* _What you should do_
Copy every one of the records below word for word, with nothing changed.

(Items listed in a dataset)

↓

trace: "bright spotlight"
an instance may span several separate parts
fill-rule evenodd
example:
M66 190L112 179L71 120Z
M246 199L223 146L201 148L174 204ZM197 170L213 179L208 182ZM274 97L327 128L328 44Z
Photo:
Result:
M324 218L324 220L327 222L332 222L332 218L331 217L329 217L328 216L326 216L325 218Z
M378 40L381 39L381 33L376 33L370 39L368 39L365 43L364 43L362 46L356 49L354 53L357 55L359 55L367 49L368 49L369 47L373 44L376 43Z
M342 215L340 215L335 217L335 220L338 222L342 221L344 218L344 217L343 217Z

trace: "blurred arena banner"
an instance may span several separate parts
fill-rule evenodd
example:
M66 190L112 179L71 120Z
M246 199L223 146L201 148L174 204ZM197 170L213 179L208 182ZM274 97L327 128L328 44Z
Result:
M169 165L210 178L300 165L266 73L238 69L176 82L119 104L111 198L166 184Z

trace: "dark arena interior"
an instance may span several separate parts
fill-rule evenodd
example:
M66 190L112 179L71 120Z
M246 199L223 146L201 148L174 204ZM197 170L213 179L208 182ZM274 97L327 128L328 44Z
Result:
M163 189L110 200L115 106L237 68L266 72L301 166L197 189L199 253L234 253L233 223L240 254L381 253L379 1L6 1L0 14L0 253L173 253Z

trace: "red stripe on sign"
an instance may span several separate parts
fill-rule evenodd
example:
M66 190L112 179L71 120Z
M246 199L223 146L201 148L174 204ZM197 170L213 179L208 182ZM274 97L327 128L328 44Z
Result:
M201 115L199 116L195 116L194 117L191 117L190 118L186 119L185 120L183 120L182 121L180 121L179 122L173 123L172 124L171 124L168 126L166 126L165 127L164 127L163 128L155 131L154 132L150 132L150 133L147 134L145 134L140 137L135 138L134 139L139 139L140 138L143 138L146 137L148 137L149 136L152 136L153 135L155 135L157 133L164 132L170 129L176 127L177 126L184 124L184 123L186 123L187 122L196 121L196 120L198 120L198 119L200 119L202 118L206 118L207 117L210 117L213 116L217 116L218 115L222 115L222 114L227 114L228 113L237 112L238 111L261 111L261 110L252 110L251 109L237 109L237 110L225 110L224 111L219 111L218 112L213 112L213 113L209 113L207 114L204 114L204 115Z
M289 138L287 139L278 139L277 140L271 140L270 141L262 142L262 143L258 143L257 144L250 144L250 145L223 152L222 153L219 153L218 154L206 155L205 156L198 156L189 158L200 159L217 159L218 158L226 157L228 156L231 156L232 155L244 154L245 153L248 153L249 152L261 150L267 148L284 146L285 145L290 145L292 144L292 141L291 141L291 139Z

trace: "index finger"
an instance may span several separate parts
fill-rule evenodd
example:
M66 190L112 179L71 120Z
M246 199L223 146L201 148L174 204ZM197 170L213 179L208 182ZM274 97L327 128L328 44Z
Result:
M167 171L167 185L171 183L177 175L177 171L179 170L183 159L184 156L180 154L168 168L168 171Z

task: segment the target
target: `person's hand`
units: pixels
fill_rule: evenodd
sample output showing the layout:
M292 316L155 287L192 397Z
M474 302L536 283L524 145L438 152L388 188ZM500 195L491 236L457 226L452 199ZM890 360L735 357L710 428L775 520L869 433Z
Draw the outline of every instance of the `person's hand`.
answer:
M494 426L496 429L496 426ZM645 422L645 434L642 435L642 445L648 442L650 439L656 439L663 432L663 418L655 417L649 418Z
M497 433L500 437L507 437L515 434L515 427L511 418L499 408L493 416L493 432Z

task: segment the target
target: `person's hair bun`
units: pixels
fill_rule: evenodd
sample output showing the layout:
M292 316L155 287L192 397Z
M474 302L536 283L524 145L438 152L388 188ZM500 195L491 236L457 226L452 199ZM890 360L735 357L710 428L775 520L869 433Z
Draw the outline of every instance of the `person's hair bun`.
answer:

↑

* _Reply to the exercise_
trace: "bright spotlight"
an instance may span several separate parts
fill-rule evenodd
example:
M66 190L112 179L71 120Z
M246 199L223 146L201 148L174 204ZM197 170L213 179L208 182ZM274 97L327 128L328 44Z
Photo:
Result:
M324 218L324 220L327 222L332 222L332 218L331 217L329 217L328 216L326 216L325 218Z
M378 40L381 39L381 33L376 33L370 39L368 39L365 43L364 43L362 46L356 49L354 53L357 55L359 55L367 49L368 49L369 47L373 44L376 43Z
M342 215L340 215L335 217L335 220L338 222L342 221L344 218L344 217L343 217Z

trace: "blurred arena banner"
an instance may span several separate parts
fill-rule evenodd
example:
M66 190L112 179L71 120Z
M246 199L223 146L201 148L174 204ZM197 170L213 179L208 182ZM274 97L327 128L328 44Z
Result:
M169 165L210 178L300 165L266 73L238 69L176 82L119 104L111 198L166 184Z

trace: "dark arena interior"
an instance may span several separate parts
fill-rule evenodd
example:
M66 190L112 179L71 120Z
M246 199L223 146L201 148L174 204ZM197 170L213 179L208 182ZM274 97L327 128L328 44Z
Result:
M163 189L110 200L115 106L237 68L266 72L301 166L197 189L199 253L234 253L233 223L240 254L381 253L379 1L6 1L0 14L0 253L173 253Z

trace: "red stripe on sign"
an instance may span several separate parts
fill-rule evenodd
example:
M66 190L112 179L71 120Z
M246 199L223 146L201 148L174 204ZM197 170L213 179L208 182ZM274 97L327 128L328 44Z
Result:
M201 115L199 116L195 116L194 117L191 117L190 118L186 119L185 120L183 120L182 121L180 121L179 122L173 123L172 124L171 124L168 126L166 126L165 127L164 127L163 128L155 131L154 132L150 132L150 133L147 134L145 134L140 137L135 138L134 139L139 139L140 138L143 138L146 137L148 137L149 136L152 136L153 135L155 135L157 133L164 132L170 129L176 127L177 126L184 124L184 123L186 123L187 122L196 121L196 120L198 120L198 119L200 119L202 118L206 118L207 117L210 117L213 116L217 116L218 115L222 115L222 114L227 114L228 113L237 112L238 111L261 111L261 110L252 110L251 109L237 109L237 110L225 110L224 111L219 111L218 112L213 112L213 113L209 113L207 114L204 114L204 115Z
M289 138L287 139L278 139L277 140L271 140L270 141L262 142L262 143L258 143L257 144L250 144L250 145L223 152L222 153L219 153L218 154L206 155L205 156L198 156L189 158L200 159L217 159L218 158L226 157L228 156L231 156L232 155L244 154L245 153L248 153L249 152L261 150L267 148L284 146L285 145L290 145L292 144L292 141L291 141L291 139Z

trace: "index finger"
an instance may span several separate parts
fill-rule evenodd
example:
M66 190L112 179L71 120Z
M246 199L223 146L201 148L174 204ZM197 170L213 179L208 182ZM274 97L327 128L328 44Z
Result:
M167 171L167 185L171 183L177 175L177 171L179 170L183 159L184 156L180 154L168 168L168 171Z

task: segment the target
target: `person's hand`
units: pixels
fill_rule: evenodd
sample output showing the layout:
M292 316L155 287L192 397Z
M474 302L536 283L524 145L438 152L388 188ZM500 195L491 236L457 226L452 199ZM890 360L735 357L710 428L775 520L869 433Z
Draw the outline of every instance of the `person's hand`.
answer:
M494 426L496 429L496 426ZM645 422L645 434L642 435L642 445L648 442L650 439L656 439L663 432L663 418L655 417L649 418Z
M497 433L500 437L507 437L515 434L515 427L511 418L499 408L493 416L493 432Z

task: segment the target
target: `person's hair bun`
units: pixels
fill_rule: evenodd
sample output showing the layout:
M292 316L155 287L192 397Z
M474 302L536 283L524 145L438 152L388 188ZM500 195L491 236L457 226L452 199ZM890 360L735 357L710 428L775 520L869 433Z
Draw the outline of every instance of the `person's hair bun`.
answer:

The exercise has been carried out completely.